(Excerpt Opens)

Saab Seaeye has created what it claims to be the world’s most advanced electric work-class ROV, the Jaguar.
It will, says the company, bring significant cost savings in ROV operations by accelerating the shift from hydraulic to electric work ROVs for many more applications.
At the core of the system is a completely new concept in control and power distribution that offers three key operational benefits:
* Total dual-redundancy with self-diagnostics.
* Easy to configuration and re-configuration.
* Simple to pilot and operate.
The fear of catastrophic system failure has been overcome through the Jaguar’s dual-redundancy system that is designed to keep the ROV on.
With identical twin independent circuits installed, if one half completely shuts down, the vehicle remains operational and able to complete vital tasks. Failed system switchover is completely automated and happens in seconds.
This frees the ROV pilot to focus on the task in hand, rather than battling with diagnostic issues.
The new simplified intelligent system, with its fewer and more intuitive controls, makes it quicker to train new pilots and convert experienced pilots.
It also gives pilots more feedback in a more comprehensible form on every part of the ROV’s operation for a continuing and vital understanding of its performance. Feedback on thruster performance for instance, is usually limited to just speed. Now the pilot also get reports on temperature, vibration, current and voltage.
Attempts by other companies to enhance system reporting have ended up with a higher component count and a consequential risk of more failures. Saab Seaeye on the other hand has cleverly improved feedback without increasing piece parts.
The simplicity of the Jaguar’s intelligent architecture minimises the time needed to mobilise and de-mobile the vehicle. It also makes it easy to interface a host of equipment including industry standard tools and sensors, thereby expanding the range of tasks possible.
For operators facing work in adverse conditions, the Jaguar has an unrivalled agility and responsiveness in strong cross currents, helped by a power-to-weight ratio that is virtually half that of an hydraulic vehicle.
And with an operational depth of 3000msw, with options up to 6000msw, and increased thruster power for faster descent and ascent, most subsea applications are within its range.
Operators are turning to the powerful electric work ROV as they find it can complete 90 percent of tasks usually undertaken by an hydraulic vehicle, yet at far less cost, is easier to handle, quicker to mobilise and needs half the deck space.
The electric work ROV is not only suitable for the vast majority of work tasks, but is ideally suited for procedures such as drill support, survey operations, cable laying support, touch-down monitoring, IRM, and a high proportion of intervention and construction tasks.

(Excerpt Closes)
(Extracted records Opens)

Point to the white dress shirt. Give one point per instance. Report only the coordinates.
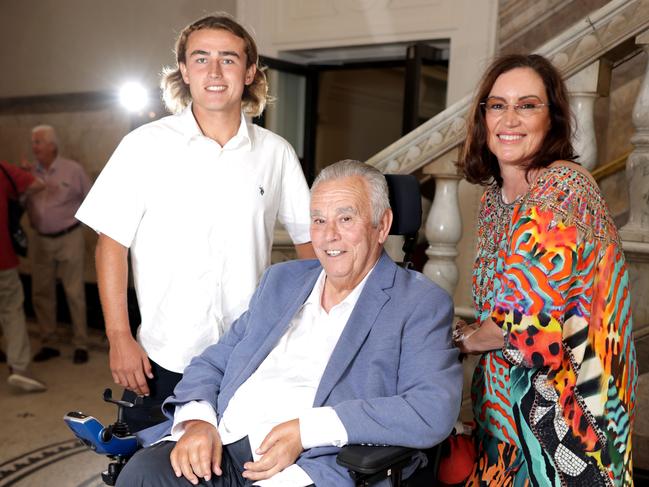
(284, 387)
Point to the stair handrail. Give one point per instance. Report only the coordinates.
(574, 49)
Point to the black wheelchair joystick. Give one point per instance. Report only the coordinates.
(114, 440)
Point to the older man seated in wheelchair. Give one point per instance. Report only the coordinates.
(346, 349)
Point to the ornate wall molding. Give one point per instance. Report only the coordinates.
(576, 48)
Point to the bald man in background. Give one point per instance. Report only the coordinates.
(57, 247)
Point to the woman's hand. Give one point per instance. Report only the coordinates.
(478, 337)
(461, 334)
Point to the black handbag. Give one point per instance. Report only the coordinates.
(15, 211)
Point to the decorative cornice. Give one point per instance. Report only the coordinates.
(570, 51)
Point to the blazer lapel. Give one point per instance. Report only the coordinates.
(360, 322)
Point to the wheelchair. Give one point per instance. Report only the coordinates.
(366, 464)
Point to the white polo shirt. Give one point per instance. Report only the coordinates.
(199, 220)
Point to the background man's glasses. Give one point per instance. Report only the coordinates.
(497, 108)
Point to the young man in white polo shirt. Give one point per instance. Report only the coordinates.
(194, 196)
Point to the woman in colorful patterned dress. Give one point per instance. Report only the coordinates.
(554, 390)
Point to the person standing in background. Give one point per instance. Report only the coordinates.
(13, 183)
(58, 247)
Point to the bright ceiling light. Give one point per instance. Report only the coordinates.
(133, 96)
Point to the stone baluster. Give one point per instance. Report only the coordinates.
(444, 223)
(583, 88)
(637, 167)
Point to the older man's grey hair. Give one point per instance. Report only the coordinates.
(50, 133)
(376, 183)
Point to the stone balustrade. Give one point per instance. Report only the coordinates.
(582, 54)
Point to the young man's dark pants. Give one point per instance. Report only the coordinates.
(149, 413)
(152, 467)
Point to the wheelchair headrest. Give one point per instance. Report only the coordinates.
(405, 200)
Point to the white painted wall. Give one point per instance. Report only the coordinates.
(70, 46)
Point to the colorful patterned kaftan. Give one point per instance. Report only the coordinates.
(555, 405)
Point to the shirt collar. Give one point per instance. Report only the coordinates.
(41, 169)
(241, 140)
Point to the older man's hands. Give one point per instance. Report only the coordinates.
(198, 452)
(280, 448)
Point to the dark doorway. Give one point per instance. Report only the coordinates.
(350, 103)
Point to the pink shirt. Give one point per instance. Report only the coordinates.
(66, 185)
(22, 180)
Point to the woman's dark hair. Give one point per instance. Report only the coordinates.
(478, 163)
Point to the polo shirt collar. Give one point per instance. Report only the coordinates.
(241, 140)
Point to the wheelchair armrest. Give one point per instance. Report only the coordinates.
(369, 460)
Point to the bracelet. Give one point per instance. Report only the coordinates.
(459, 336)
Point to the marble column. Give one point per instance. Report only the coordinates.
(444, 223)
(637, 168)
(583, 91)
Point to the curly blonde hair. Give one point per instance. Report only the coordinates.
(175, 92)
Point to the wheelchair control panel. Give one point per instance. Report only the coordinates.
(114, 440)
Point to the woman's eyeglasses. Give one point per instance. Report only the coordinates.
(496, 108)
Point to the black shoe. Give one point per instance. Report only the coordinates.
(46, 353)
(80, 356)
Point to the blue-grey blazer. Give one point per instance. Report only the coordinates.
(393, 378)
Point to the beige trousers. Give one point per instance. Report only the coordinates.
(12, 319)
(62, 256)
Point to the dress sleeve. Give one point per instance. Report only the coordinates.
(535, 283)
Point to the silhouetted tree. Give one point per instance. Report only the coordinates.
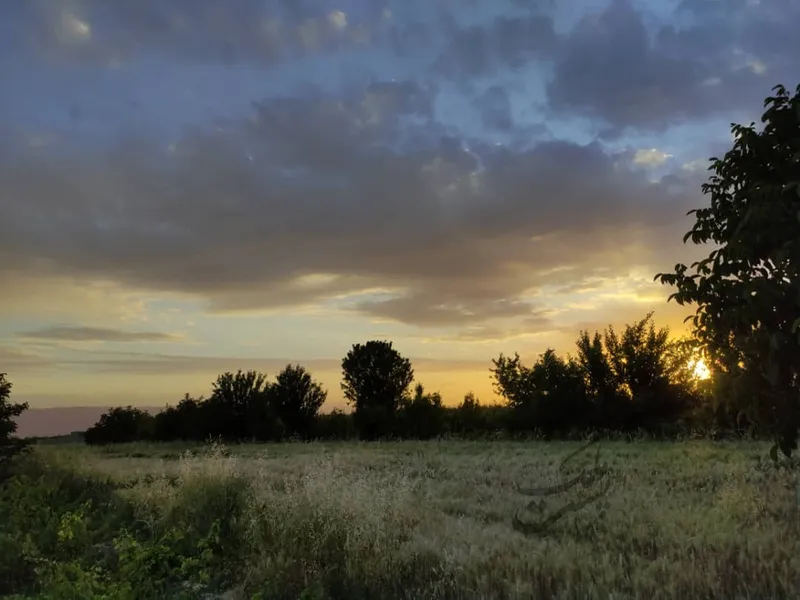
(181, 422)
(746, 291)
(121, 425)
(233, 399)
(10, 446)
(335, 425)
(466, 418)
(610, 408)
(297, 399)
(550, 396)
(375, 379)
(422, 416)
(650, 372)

(Extracted records Closes)

## Your assignment
Please retype the section of the Jaguar ROV text that opens with the words "And with an" and closes with "and construction tasks.", leaving every word and mark unchanged.

## Solution
And with an operational depth of 3000msw, with options up to 6000msw, and increased thruster power for faster descent and ascent, most subsea applications are within its range.
Operators are turning to the powerful electric work ROV as they find it can complete 90 percent of tasks usually undertaken by an hydraulic vehicle, yet at far less cost, is easier to handle, quicker to mobilise and needs half the deck space.
The electric work ROV is not only suitable for the vast majority of work tasks, but is ideally suited for procedures such as drill support, survey operations, cable laying support, touch-down monitoring, IRM, and a high proportion of intervention and construction tasks.